Belge Bölümü:
Tarihsel olarak düşündüğümüzde empati bizim kültürümüzde de diğergamlık olarak gelişir. Hatta empatiyle ilgili bütün semavi öğretilerin meşhur bir öğüdü vardır: “Sana nasıl davranılmasını istiyorsan sen de başkalarına öyle davran.” Bu öğüt, empatiyi tam ifade etmez. Mesela kişiler aynı şeylerden zevk almayabilir. Elle şaka yapmasından hoşlanmayan birine, el şakasını seven biri tarafından bu tür şaka yapılması o kişiyi rahatsız eder. Bu davranış empatik olmaz.

Kültürel olarak baktığımızda önemli olan, kişinin kendisine yapılmasını istemediği davranışları başkalarına yapmamasıdır. Burada zarar vermemeye yönelik empati vardır. El şakası yapılmasını istemeyen başkasına da yapmaz, küfredilmesini istemeyen başkasına küfretmez, alay edilmesini istemeyen başkasıyla alay etmez. Bu empatiyi besleyen kültürel bir yaklaşımdır.

 

Siyasi Empati

Kültürümüzde mevcut olan davranış biçimlerinden biri de siyasi empatidir. Karşı taraf nasıl davranılmasını istiyorsa onlara karşı öyle davranmak modern bir yanılgıdır, empati değildir. Bu davranış empati rolü oynamaktır. Kişiye doğru olanı değil de duymak istediğini söylemek, o kişinin hoşlandığı şeyi yapmak siyasi bir empatidir ve politik davranmaktır.

Kendisine ters düştüğü halde karşı tarafın hoşuna gidecek iltifatlarda bulunmak, “Bugün çok güzelsin, ayakkabıların ne güzel.” gibi sözler yalan olmayacak nitelikteyse olumlu taraftan görülüp söylenebilir.

[Veri kayıtları]
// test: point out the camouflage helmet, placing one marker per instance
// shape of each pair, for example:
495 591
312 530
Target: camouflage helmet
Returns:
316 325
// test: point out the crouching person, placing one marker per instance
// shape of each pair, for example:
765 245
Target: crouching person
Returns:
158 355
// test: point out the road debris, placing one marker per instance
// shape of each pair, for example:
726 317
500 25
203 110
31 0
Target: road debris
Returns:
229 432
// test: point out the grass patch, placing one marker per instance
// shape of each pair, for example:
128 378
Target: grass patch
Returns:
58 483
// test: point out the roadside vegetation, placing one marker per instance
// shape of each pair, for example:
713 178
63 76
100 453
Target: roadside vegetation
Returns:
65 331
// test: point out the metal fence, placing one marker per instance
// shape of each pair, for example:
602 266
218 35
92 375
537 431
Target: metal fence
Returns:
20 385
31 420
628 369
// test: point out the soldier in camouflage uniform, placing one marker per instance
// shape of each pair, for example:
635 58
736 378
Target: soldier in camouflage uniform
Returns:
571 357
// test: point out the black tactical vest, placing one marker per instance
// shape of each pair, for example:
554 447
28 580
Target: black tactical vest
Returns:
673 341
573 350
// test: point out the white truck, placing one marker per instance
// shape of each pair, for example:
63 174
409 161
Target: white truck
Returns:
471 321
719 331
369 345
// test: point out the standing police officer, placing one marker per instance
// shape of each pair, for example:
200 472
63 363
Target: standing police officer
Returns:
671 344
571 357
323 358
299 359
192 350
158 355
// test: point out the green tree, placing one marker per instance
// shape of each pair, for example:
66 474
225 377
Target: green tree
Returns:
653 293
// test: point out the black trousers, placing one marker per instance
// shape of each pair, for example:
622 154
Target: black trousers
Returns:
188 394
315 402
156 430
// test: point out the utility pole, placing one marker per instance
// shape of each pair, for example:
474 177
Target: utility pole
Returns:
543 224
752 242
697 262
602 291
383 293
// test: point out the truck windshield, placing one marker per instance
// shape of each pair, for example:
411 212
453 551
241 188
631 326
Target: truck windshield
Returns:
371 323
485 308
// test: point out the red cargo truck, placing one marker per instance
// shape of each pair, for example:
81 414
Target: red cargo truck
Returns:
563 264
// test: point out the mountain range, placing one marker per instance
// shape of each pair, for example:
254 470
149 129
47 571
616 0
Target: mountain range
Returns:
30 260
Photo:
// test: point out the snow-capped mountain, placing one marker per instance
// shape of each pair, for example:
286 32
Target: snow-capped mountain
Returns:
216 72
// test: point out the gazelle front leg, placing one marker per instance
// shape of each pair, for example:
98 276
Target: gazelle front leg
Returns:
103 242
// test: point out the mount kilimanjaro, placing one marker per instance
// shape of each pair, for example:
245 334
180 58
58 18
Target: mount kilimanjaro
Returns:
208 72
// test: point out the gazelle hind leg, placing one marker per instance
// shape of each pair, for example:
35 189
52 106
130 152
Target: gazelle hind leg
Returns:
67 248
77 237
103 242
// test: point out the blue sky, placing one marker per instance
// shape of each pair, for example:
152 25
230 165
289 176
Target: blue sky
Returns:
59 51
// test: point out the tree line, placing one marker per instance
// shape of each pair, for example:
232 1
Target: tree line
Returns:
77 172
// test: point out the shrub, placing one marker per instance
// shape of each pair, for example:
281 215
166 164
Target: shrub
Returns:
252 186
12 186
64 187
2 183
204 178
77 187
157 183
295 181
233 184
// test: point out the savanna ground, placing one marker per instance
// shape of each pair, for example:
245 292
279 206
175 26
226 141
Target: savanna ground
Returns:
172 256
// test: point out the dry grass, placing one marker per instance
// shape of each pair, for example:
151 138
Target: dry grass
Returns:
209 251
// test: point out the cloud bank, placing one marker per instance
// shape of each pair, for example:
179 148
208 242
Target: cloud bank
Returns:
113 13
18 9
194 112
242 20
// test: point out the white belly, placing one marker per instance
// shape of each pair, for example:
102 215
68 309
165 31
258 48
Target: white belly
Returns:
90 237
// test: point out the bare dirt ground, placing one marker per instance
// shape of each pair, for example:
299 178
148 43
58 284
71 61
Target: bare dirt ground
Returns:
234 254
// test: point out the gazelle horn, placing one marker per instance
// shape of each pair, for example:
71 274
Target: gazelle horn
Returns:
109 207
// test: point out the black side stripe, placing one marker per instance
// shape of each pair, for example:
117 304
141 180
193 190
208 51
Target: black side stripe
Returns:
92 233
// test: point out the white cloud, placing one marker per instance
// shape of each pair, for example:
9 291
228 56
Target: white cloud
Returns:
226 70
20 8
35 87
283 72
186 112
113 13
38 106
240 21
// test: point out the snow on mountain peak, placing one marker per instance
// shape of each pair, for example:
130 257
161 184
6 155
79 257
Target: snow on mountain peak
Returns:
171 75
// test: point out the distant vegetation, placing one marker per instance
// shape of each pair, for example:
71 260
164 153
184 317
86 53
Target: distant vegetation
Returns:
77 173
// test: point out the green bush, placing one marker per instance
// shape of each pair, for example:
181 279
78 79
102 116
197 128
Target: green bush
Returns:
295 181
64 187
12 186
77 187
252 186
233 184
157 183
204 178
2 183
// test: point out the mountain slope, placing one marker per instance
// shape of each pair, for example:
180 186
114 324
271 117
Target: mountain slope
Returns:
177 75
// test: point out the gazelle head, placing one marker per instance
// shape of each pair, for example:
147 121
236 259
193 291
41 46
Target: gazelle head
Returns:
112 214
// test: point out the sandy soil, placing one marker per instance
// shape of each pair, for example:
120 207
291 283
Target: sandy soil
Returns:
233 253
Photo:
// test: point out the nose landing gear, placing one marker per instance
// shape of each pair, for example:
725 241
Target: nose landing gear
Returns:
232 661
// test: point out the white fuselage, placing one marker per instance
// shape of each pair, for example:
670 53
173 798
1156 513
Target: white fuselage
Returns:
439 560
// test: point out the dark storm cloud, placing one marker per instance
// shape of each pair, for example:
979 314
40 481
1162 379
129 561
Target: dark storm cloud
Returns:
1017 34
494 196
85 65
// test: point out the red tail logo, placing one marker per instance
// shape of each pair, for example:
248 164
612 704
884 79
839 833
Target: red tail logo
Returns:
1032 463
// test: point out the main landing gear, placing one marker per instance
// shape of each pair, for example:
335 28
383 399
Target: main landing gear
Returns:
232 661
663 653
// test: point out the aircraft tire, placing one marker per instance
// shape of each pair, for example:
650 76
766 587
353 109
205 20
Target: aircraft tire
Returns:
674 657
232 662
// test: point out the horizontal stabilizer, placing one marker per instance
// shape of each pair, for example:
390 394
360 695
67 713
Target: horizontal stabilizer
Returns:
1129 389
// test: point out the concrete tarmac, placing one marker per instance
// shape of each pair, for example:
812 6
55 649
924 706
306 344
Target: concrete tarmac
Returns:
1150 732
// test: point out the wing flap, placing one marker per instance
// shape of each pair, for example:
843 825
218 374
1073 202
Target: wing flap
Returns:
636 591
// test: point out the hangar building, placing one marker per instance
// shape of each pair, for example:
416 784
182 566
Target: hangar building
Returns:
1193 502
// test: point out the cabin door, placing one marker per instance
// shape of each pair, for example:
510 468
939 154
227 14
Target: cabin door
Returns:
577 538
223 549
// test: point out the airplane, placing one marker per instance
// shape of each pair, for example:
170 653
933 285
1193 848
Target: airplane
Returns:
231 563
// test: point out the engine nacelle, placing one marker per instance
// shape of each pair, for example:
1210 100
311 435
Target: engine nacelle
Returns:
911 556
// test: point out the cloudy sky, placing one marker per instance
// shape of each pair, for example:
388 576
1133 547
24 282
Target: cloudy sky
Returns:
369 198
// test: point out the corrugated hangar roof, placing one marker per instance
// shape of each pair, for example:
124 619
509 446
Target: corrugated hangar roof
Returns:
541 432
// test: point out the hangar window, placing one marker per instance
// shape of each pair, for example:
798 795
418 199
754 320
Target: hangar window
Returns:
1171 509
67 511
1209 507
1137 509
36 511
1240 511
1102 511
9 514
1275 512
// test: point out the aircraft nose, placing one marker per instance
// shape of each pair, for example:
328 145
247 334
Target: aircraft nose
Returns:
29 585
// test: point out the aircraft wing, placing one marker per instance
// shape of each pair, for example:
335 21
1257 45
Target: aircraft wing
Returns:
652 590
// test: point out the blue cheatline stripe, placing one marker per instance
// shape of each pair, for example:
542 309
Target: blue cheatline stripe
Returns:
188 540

Yapılacak İş:
Empati konulu metinde "Kendisine ters düştüğü" ifadesinden "taraftan görülüp söylenebilir." ifadesine kadar olan kısmı hiçbir değişiklik yapmadan yeniden yazınız.

Göreve Yanıt:
Kendisine ters düştüğü halde karşı tarafın hoşuna gidecek iltifatlarda bulunmak, “Bugün çok güzelsin, ayakkabıların ne güzel.” gibi sözler yalan olmayacak nitelikteyse olumlu taraftan görülüp söylenebilir.